Image segmentation entries
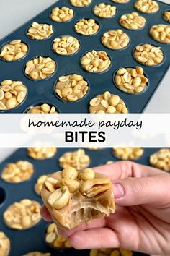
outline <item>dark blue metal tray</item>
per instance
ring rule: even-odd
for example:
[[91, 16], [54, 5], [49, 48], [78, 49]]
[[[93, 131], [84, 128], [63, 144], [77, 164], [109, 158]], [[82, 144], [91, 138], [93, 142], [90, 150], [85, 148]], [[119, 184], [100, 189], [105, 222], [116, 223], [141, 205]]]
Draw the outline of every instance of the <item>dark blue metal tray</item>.
[[[0, 40], [0, 48], [7, 42], [15, 39], [21, 39], [29, 46], [28, 54], [21, 60], [9, 62], [0, 59], [0, 82], [6, 79], [21, 80], [28, 89], [28, 94], [25, 101], [16, 108], [6, 111], [6, 112], [22, 113], [31, 106], [45, 102], [55, 106], [61, 113], [86, 113], [89, 111], [89, 101], [94, 96], [105, 90], [109, 90], [112, 93], [119, 95], [127, 103], [130, 113], [142, 112], [160, 84], [169, 65], [170, 44], [156, 42], [151, 39], [148, 33], [149, 28], [153, 25], [161, 23], [167, 25], [167, 22], [162, 17], [162, 13], [169, 9], [169, 5], [158, 1], [160, 9], [157, 12], [151, 14], [140, 13], [146, 19], [146, 25], [143, 29], [133, 31], [122, 28], [119, 23], [119, 19], [123, 14], [135, 11], [133, 7], [135, 1], [135, 0], [130, 0], [127, 4], [120, 4], [114, 3], [111, 0], [104, 0], [105, 3], [111, 4], [117, 7], [117, 13], [112, 18], [102, 19], [96, 17], [92, 12], [93, 7], [101, 1], [93, 0], [89, 7], [79, 8], [71, 6], [69, 4], [69, 0], [59, 0], [48, 9]], [[66, 6], [72, 8], [75, 12], [73, 20], [68, 22], [55, 22], [50, 20], [51, 10], [56, 6]], [[95, 19], [100, 25], [99, 33], [89, 36], [76, 33], [74, 31], [73, 25], [81, 18]], [[52, 36], [49, 39], [42, 41], [33, 40], [27, 38], [26, 32], [33, 21], [51, 24], [54, 28]], [[104, 32], [117, 28], [123, 29], [129, 35], [130, 43], [123, 50], [109, 50], [102, 44], [101, 37]], [[61, 56], [53, 51], [51, 46], [53, 39], [62, 35], [71, 35], [79, 40], [81, 48], [76, 54], [70, 56]], [[145, 93], [138, 95], [127, 94], [120, 91], [114, 85], [112, 75], [115, 70], [121, 67], [141, 66], [133, 59], [133, 51], [135, 46], [143, 43], [161, 46], [165, 54], [165, 61], [158, 67], [144, 67], [144, 71], [149, 79], [149, 88]], [[111, 57], [112, 65], [107, 72], [102, 74], [90, 74], [81, 67], [80, 57], [85, 52], [92, 49], [106, 51]], [[56, 61], [58, 68], [54, 75], [49, 79], [34, 82], [24, 75], [24, 67], [28, 60], [37, 55], [52, 57]], [[80, 74], [89, 82], [90, 90], [88, 95], [79, 102], [71, 103], [63, 102], [53, 93], [54, 83], [58, 77], [68, 73]], [[161, 100], [160, 99], [160, 101]]]
[[[51, 252], [54, 255], [76, 255], [89, 256], [89, 250], [79, 251], [73, 249], [63, 252], [56, 252], [55, 249], [48, 247], [44, 241], [44, 234], [47, 227], [47, 222], [41, 221], [34, 227], [25, 231], [17, 231], [8, 228], [4, 223], [2, 215], [6, 208], [14, 202], [19, 201], [24, 198], [35, 200], [42, 204], [42, 201], [34, 191], [34, 184], [37, 178], [46, 174], [50, 174], [58, 170], [61, 167], [58, 165], [58, 159], [66, 151], [72, 151], [76, 148], [58, 148], [57, 153], [50, 159], [36, 161], [30, 158], [27, 155], [26, 148], [20, 148], [11, 155], [9, 158], [0, 163], [0, 171], [9, 163], [15, 162], [19, 160], [25, 160], [31, 162], [35, 167], [35, 174], [32, 178], [22, 183], [10, 184], [5, 182], [0, 179], [0, 231], [4, 231], [11, 241], [12, 247], [9, 256], [22, 256], [22, 255], [31, 251], [40, 251]], [[149, 155], [157, 151], [158, 148], [144, 148], [144, 154], [136, 162], [149, 165]], [[103, 165], [106, 161], [117, 159], [113, 156], [111, 148], [104, 148], [98, 150], [89, 150], [86, 149], [86, 153], [90, 156], [90, 167]], [[116, 171], [116, 170], [115, 170]], [[114, 170], [113, 170], [114, 171]], [[5, 199], [3, 201], [3, 197]], [[146, 255], [141, 253], [134, 252], [133, 256]]]

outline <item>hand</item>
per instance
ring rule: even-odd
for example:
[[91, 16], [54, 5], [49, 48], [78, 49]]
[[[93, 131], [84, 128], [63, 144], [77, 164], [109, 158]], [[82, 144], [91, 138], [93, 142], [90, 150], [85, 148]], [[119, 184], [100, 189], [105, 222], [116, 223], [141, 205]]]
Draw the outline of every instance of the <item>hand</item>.
[[[109, 217], [59, 230], [79, 249], [122, 247], [170, 255], [170, 175], [156, 168], [120, 161], [94, 168], [114, 187], [116, 211]], [[42, 214], [51, 221], [45, 207]]]

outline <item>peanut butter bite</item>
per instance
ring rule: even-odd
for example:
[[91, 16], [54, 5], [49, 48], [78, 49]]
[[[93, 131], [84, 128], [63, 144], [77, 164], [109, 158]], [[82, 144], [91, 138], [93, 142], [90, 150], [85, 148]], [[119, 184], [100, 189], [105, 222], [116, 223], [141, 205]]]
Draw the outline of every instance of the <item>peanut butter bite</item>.
[[115, 210], [109, 179], [91, 168], [77, 171], [68, 167], [53, 174], [45, 180], [41, 196], [53, 221], [62, 229], [109, 216]]

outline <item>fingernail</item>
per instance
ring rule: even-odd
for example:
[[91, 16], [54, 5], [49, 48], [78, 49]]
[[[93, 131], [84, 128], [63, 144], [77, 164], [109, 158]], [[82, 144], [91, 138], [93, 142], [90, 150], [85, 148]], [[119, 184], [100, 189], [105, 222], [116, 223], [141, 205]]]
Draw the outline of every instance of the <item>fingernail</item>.
[[118, 183], [113, 183], [114, 197], [115, 199], [119, 199], [125, 195], [124, 187]]

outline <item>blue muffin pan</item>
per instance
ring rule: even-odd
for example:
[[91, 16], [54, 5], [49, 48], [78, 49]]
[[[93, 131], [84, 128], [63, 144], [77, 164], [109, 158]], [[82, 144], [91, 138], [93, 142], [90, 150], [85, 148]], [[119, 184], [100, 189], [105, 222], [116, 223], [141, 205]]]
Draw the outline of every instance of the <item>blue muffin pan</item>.
[[[48, 103], [55, 106], [61, 113], [87, 113], [89, 112], [89, 102], [97, 95], [105, 90], [117, 94], [127, 104], [130, 113], [140, 113], [143, 111], [150, 98], [156, 91], [165, 74], [170, 59], [170, 44], [161, 43], [153, 40], [149, 35], [149, 28], [156, 24], [166, 24], [162, 13], [169, 9], [169, 5], [158, 1], [159, 10], [154, 14], [140, 13], [146, 19], [146, 26], [138, 30], [130, 30], [122, 27], [119, 20], [123, 14], [136, 12], [133, 5], [135, 0], [130, 0], [125, 4], [116, 4], [111, 0], [104, 0], [104, 3], [111, 4], [117, 7], [117, 12], [114, 17], [103, 19], [96, 17], [92, 9], [94, 7], [101, 2], [101, 0], [93, 0], [86, 7], [75, 7], [70, 4], [69, 0], [60, 0], [55, 4], [22, 25], [14, 32], [0, 40], [0, 48], [9, 41], [21, 39], [29, 47], [29, 52], [26, 56], [17, 61], [5, 61], [0, 59], [0, 82], [6, 79], [20, 80], [27, 86], [27, 95], [24, 101], [15, 108], [6, 111], [7, 113], [23, 113], [31, 106], [39, 105], [40, 103]], [[74, 10], [73, 18], [67, 22], [55, 22], [50, 14], [53, 8], [66, 6]], [[81, 18], [94, 18], [99, 24], [99, 33], [94, 35], [81, 35], [75, 32], [73, 25]], [[27, 36], [27, 30], [32, 22], [48, 23], [53, 26], [54, 32], [49, 39], [44, 40], [33, 40]], [[121, 28], [130, 36], [130, 42], [128, 46], [122, 50], [113, 51], [105, 48], [101, 43], [102, 34], [109, 30]], [[76, 37], [81, 43], [80, 50], [75, 54], [63, 56], [55, 54], [52, 50], [52, 42], [56, 37], [63, 35], [70, 35]], [[158, 67], [144, 67], [137, 62], [133, 57], [134, 47], [140, 43], [152, 43], [161, 46], [165, 54], [164, 63]], [[84, 71], [80, 66], [80, 58], [84, 53], [92, 49], [106, 51], [112, 60], [110, 68], [102, 74], [91, 74]], [[58, 67], [55, 74], [45, 80], [33, 81], [24, 74], [24, 67], [27, 61], [36, 56], [50, 56], [57, 63]], [[113, 74], [122, 67], [141, 66], [148, 77], [149, 85], [148, 90], [141, 94], [127, 94], [120, 91], [114, 84]], [[89, 93], [79, 102], [66, 103], [54, 94], [55, 82], [63, 74], [77, 73], [83, 75], [89, 82]], [[160, 99], [161, 101], [162, 99]], [[1, 111], [3, 112], [3, 111]]]
[[[11, 241], [11, 252], [9, 256], [22, 256], [22, 255], [31, 251], [48, 252], [52, 256], [56, 255], [61, 256], [76, 255], [76, 256], [89, 256], [89, 250], [79, 251], [74, 249], [68, 250], [58, 251], [50, 248], [46, 245], [44, 240], [44, 234], [47, 228], [48, 223], [44, 221], [41, 221], [34, 227], [25, 230], [17, 231], [8, 228], [3, 221], [3, 213], [7, 207], [14, 202], [18, 202], [22, 199], [28, 198], [30, 200], [38, 201], [40, 204], [42, 201], [34, 191], [34, 185], [37, 178], [46, 174], [61, 170], [61, 168], [58, 165], [58, 159], [64, 153], [72, 151], [76, 148], [58, 148], [57, 153], [50, 159], [37, 161], [30, 158], [27, 155], [26, 148], [20, 148], [14, 152], [12, 155], [4, 160], [0, 164], [0, 172], [6, 166], [6, 164], [16, 162], [19, 160], [25, 160], [31, 162], [35, 167], [35, 173], [28, 181], [19, 184], [11, 184], [3, 181], [0, 179], [0, 231], [4, 231]], [[151, 154], [158, 150], [158, 148], [144, 148], [144, 154], [136, 161], [136, 162], [149, 165], [149, 156]], [[89, 150], [86, 149], [86, 153], [90, 156], [90, 167], [98, 166], [104, 164], [107, 161], [117, 161], [112, 155], [111, 148], [103, 148], [98, 150]], [[116, 171], [116, 170], [113, 170]], [[146, 255], [141, 253], [134, 252], [133, 256]]]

* [Stated goal] Arrange the stretch of the material from the line containing "outline <item>hand</item>" through the line containing "221], [45, 207]]]" as a numbered list. Leave out any blank lines.

* [Output for this exercise]
1. outline <item>hand</item>
2. per instance
3. ring rule: even-odd
4. for example:
5. [[91, 16], [54, 5], [49, 48], [78, 49]]
6. [[[93, 131], [84, 128], [63, 144], [77, 164], [109, 158]], [[82, 144], [91, 138], [93, 142], [90, 150], [85, 148]], [[119, 184], [100, 189], [105, 222], [116, 223], [141, 205]]]
7. Draw the outline of every instance of the <item>hand</item>.
8. [[[109, 217], [59, 230], [79, 249], [122, 247], [170, 255], [170, 175], [156, 168], [120, 161], [94, 168], [114, 187], [116, 211]], [[42, 214], [51, 221], [45, 207]]]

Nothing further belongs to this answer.